Samedi soir, après
que mon copain Olivier eût fini de travailler,
on est sorti en ville. Une fille de ma classe,
Audrey, organisait un repas de classe chez elle.
Je ne la connaissais pas encore, mais comme on
n'avait rien d'autre à faire et qu'elle
habite à cinq minutes à pied de
chez moi, on a décidé d'y aller.
Les repas de classe, on en fait tous les ans depuis
qu'on est au lycée, mais en général
on attend quelques semaines après la rentrée,
histoire que tout le monde se connaisse un petit
peu déjà, et on fait ça dans
un resto du centre-ville, une créperie
quelconque
Or là il y avait à
peine trois jours que les cours avaient repris
et le repas se faisait chez une fille plutôt
que dans un resto, on aurait pu flairer que ça
allait être louche. L'heure du rendez-vous
était " en début de soirée
", ce qui veut tout et rien dire, et chacun
devait amener un peu de quoi manger. Le genre
de soirées où tout le monde arrive
et repart comme dans un moulin. Enfin peu importe
on y est allé, d'autant que ma copine Noémie
m'avait prévenue qu'elle serait de la partie.

..............................

Consignes ::
Poursuivez le récit de la soirée chez Audrey à partir de sa dernière phrase. Le matériel présenté ensuite provient d'une autre source.

Données sources ::
..............................

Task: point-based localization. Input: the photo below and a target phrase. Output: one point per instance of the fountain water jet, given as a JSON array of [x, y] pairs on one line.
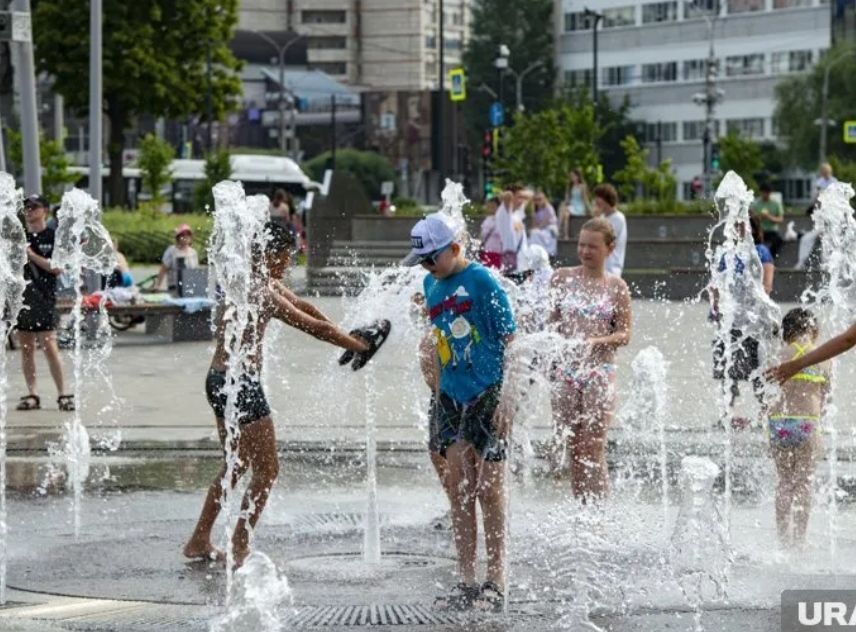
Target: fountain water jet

..............................

Résultat obtenu ::
On s'est donc pointé pour 9H00 du soir,
Olivier, mon chien Adonis et moi, avec une pizza,
une bouteille d'Oasis à l'orange, et un
flacon de cognac.
Première surprise en arrivant : on n'était
que trois de la classe : Audrey, Noémie
et moi. Etonnant pour un repas de classe. Et deuxième
surprise : il y avait là toute une bande
de types et de filles que j'avais croisés
à plusieurs reprises dans les rues de La
Rochelle. Sachez que, sans vouloir me vanter,
j'ai une très grande mémoire et
que je me rappelle toujours de tout, même
des trucs sans intérêt, même
les visages et les prénoms de gens que
j'ai à peine connus pendant quelques secondes.
Et ces personnes qui étaient chez Audrey,
je les avais croisées un bon nombre de
fois : c'étaient des espèces de
jeunes (genre vingt-cinq ans) sans domiciles,
des punks, qui sont toujours à traîner
au coin des rues, à demander de l'argent
aux passants, à jouer du djembé
jusqu'à pas d'heures
Eux ne m'ont
pas reconnue bien sûr, il faut dire que
j'ai un " look " beaucoup plus "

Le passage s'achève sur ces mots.